(Stored data entries)
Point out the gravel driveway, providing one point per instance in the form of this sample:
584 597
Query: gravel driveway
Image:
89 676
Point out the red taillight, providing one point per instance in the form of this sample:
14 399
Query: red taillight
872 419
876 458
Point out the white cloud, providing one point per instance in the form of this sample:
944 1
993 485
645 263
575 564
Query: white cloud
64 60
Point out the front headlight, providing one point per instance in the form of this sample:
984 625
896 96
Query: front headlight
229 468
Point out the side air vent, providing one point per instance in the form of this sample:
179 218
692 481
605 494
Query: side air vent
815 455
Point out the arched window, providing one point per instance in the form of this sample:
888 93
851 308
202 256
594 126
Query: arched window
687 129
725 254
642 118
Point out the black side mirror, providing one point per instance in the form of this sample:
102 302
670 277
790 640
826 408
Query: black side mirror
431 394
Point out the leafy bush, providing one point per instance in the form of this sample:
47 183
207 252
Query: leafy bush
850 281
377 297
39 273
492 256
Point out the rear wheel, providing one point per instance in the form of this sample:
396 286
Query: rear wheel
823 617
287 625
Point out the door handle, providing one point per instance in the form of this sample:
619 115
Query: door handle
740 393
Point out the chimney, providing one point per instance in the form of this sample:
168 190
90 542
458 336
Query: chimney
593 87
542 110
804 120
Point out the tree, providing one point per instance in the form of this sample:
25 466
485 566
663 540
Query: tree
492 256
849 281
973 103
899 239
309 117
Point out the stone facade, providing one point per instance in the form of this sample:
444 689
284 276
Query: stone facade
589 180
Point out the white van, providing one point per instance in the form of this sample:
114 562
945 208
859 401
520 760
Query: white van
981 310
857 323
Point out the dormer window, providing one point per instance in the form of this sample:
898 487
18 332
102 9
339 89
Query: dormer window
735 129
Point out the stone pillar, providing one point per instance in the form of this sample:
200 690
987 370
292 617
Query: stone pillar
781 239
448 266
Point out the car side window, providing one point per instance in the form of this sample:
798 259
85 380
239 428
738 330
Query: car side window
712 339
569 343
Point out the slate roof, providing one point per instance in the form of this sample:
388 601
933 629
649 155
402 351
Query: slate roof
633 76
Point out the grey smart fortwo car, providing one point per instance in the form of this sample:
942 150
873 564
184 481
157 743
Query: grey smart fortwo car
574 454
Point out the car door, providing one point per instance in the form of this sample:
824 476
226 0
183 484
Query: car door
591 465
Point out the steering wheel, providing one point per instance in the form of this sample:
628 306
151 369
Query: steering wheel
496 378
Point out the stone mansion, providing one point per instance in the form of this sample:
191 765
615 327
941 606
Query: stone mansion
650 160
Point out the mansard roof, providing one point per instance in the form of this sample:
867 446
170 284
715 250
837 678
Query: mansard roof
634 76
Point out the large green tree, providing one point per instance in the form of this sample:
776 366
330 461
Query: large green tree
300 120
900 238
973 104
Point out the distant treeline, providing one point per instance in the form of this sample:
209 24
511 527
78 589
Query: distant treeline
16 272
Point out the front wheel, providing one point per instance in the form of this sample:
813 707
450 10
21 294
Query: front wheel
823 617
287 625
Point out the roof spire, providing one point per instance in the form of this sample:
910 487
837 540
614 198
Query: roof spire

- _What you need to do_
Your task is to repeat the data exactly; please include every line.

- _Output of the task_
Point out the gravel driveway, providing one point per instance in the form of this sample:
584 597
Query: gravel driveway
Image:
89 676
Point out the red taillight, providing one point per instance in the form of this sample:
14 399
Query: red taillight
872 419
876 458
Point out the white cloud, providing one point per instance in the form of this sample:
944 1
993 485
645 263
575 564
Query: white cloud
64 60
Point out the front headlight, providing one point per instance in the form of this sample:
984 625
896 96
Query: front headlight
229 468
Point out the side air vent, providing one point per instance in the form of this sample:
179 218
692 481
605 494
Query: side air vent
815 455
Point out the arched window, providing one point per instance in the form of this sample:
888 93
851 308
202 256
594 126
Query: arched window
687 129
725 254
642 118
Point out the black side mirror, providing one point per instance in the form of this sample:
102 302
670 277
790 640
826 408
Query: black side mirror
431 394
Point out the leafy bush, providing one point per instance in the form of this sample:
47 183
207 252
Query: leafy bush
850 281
377 297
39 273
492 256
Point out the rear wheel, providing one point per instance in the form of this sample:
396 286
Query: rear wheel
823 617
287 625
Point out the door handle, providing one point per instance in the form of this sample:
619 115
Query: door handle
740 393
Point out the chimney, providing one point per instance in the form of this sample:
168 190
90 542
458 336
Query: chimney
593 87
542 110
804 120
Point out the tree, providing one point per instance in the form of this sample:
25 466
485 566
663 540
Query: tree
492 256
849 281
973 103
899 239
309 117
Point out the stone facade, providing one point per instance in the form of this sample:
444 689
284 276
Query: stone facade
589 180
Point out the white van, providing one point per instance in the form of this sample:
114 562
945 208
859 401
520 760
Query: white van
981 310
857 323
Point out the dormer window, providing one point per instance in the form of this sample:
898 487
18 332
102 9
339 89
Query: dormer window
735 129
Point out the stone pillar, providing one point per instance in the form of this sample:
200 690
987 370
292 617
Query: stone pillar
781 239
448 266
Point out the car side window, providing one point per instance in the form of this sample:
798 259
85 380
239 428
738 330
Query: car side window
712 339
569 343
Point out the slate roof, providing one point per instance in the form of this sample:
388 601
933 629
649 155
402 351
Query: slate roof
633 76
Point out the grey smart fortwo car, providing one point per instance in the form of this sample:
942 150
873 564
184 481
157 743
Query: grey smart fortwo car
574 454
Point out the car door, providing one point per instance in the form of this sample:
824 476
226 0
183 484
Query: car door
591 465
Point out the steering wheel, providing one point per instance in the form of this sample:
628 306
151 369
Query: steering wheel
496 378
Point out the stone mansion, providing one point per instance in the form of this sample:
191 765
615 327
941 606
Query: stone mansion
650 160
Point out the mansard roof, providing one point per instance in the form of this sample:
867 446
170 284
715 250
837 678
Query: mansard roof
634 76
Point out the large green tree, providing one point per instance in the form of this sample:
776 366
330 461
Query: large green tree
300 120
900 238
973 104
Point out the distant treeline, providing one point per instance in the form of this sample:
209 24
511 527
78 589
Query: distant treeline
16 272
Point out the front wheel, providing one point per instance in the form of this sample:
813 707
450 10
21 294
Query: front wheel
823 617
287 625
Point out the roof spire, providing one point per instance in the form of this sample:
910 487
837 540
614 198
Query: roof spire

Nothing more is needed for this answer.